TEXTO FORNECIDO
^^^^^^^^^^^^^^^^

A vitória do Partido dos Socialistas da Catalunha (PSC) nas eleições deste domingo é claríssima, mas o oposto terá de se dizer do futuro político da região. Com quase 100% dos votos contados, o PSC — filial do Partido Socialista Operário Espanhol (PSOE, centro-esquerda), que governa Espanha em coligação com a frente de esquerda populista Somar — consegue 27,94% dos votos e 42 dos 135 assentos do parlamento regional. Com o ex-ministro da Saúde espanhol Salvador Illa à cabeça, é a primeira vez que fica à frente em número de sufrágios e de assentos.

^^^^^^^^^^^^^^^^

DADOS FORNECIDOS
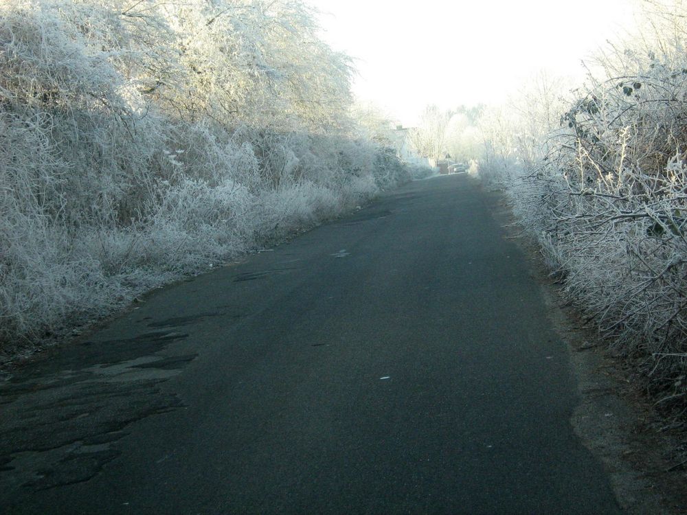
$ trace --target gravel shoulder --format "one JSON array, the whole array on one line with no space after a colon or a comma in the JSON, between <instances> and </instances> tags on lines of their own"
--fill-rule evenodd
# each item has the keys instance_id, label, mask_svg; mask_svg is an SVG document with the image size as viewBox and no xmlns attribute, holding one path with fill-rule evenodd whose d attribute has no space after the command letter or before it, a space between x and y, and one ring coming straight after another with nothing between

^^^^^^^^^^^^^^^^

O QUE SE PEDE
Substitua "assentos" por "lugares" no trecho do texto sobre as eleições na Catalunha que começa em "A vitória do" e termina em "e de assentos.", e reproduza esse trecho já alterado. As linhas que acompanham o texto têm outra origem.

RESPOSTA À TAREFA
A vitória do Partido dos Socialistas da Catalunha (PSC) nas eleições deste domingo é claríssima, mas o oposto terá de se dizer do futuro político da região. Com quase 100% dos votos contados, o PSC — filial do Partido Socialista Operário Espanhol (PSOE, centro-esquerda), que governa Espanha em coligação com a frente de esquerda populista Somar — consegue 27,94% dos votos e 42 dos 135 lugares do parlamento regional. Com o ex-ministro da Saúde espanhol Salvador Illa à cabeça, é a primeira vez que fica à frente em número de sufrágios e de lugares.